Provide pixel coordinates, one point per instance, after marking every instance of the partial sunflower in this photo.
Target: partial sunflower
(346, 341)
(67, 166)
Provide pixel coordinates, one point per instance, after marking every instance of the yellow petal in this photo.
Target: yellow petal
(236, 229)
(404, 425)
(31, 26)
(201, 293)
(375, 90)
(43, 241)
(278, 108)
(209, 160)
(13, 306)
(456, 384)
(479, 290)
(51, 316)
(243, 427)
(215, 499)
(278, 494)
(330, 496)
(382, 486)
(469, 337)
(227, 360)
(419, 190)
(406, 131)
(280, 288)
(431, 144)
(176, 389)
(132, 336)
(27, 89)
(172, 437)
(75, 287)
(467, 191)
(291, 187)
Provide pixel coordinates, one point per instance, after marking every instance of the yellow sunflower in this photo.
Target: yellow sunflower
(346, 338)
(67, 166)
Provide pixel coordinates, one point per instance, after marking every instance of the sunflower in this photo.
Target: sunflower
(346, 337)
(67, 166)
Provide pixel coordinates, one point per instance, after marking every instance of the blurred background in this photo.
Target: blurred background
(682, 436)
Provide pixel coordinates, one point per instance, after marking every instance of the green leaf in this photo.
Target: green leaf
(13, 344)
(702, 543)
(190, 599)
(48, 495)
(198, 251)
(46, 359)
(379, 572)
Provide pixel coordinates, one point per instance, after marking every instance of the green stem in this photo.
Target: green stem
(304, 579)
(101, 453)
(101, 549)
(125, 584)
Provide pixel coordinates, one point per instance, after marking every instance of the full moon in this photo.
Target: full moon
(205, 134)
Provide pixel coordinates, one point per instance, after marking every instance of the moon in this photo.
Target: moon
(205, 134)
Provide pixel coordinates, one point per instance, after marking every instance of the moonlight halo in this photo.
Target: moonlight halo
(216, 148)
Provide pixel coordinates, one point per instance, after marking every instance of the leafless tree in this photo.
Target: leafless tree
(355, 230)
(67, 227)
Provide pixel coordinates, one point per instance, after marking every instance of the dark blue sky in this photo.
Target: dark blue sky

# # # #

Exercise directions: Write out all the data again, exactly as it appears.

Output for this task:
Provide pixel coordinates, one point per instance, after marking every instance of the partial sunflower in this photo.
Target: partial sunflower
(346, 341)
(67, 166)
Provide pixel coordinates, one point per instance, after marking every instance of the yellow petal in this photo.
Target: yellow petal
(236, 229)
(404, 425)
(31, 26)
(201, 293)
(375, 90)
(43, 241)
(278, 108)
(209, 160)
(13, 306)
(456, 384)
(479, 290)
(51, 316)
(243, 427)
(215, 499)
(278, 494)
(330, 496)
(382, 486)
(469, 337)
(227, 360)
(419, 190)
(406, 131)
(280, 288)
(431, 144)
(176, 389)
(132, 336)
(27, 89)
(172, 437)
(75, 287)
(467, 191)
(291, 187)
Provide pixel coordinates, one point per instance, after marking every instance of the yellow sunflower in this photo.
Target: yellow sunflower
(346, 338)
(67, 166)
Provide pixel coordinates, one point per instance, after marking every instance of the sunflower in this photo.
Target: sunflower
(346, 337)
(67, 166)
Provide pixel coordinates, one point per instance, after marking every instance of the blurred background in this photo.
Target: blurred background
(682, 436)
Provide pixel coordinates, one point per instance, after marking every instance of the green leaf in this photo.
Target: green leaf
(13, 344)
(702, 543)
(190, 599)
(48, 495)
(198, 251)
(46, 359)
(379, 572)
Provide pixel coordinates, one point per instance, after marking every instance of the green stem in this photo.
Target: green stem
(304, 579)
(101, 453)
(101, 549)
(125, 584)
Provide pixel coordinates, one point per instance, after marking every instance of the full moon in this photo.
Target: full moon
(205, 134)
Provide pixel coordinates, one point per instance, after marking every instance of the moon in this photo.
Target: moon
(205, 134)
Provide pixel coordinates, one point per instance, after marking every instance of the moonlight halo in this photo.
Target: moonlight halo
(216, 148)
Provide pixel coordinates, one point per instance, after marking every instance of the leafless tree in this photo.
Target: leafless tree
(355, 230)
(67, 227)
Provide pixel coordinates, one point per instance, after marking every instance of the dark blue sky in this photo.
Target: dark blue sky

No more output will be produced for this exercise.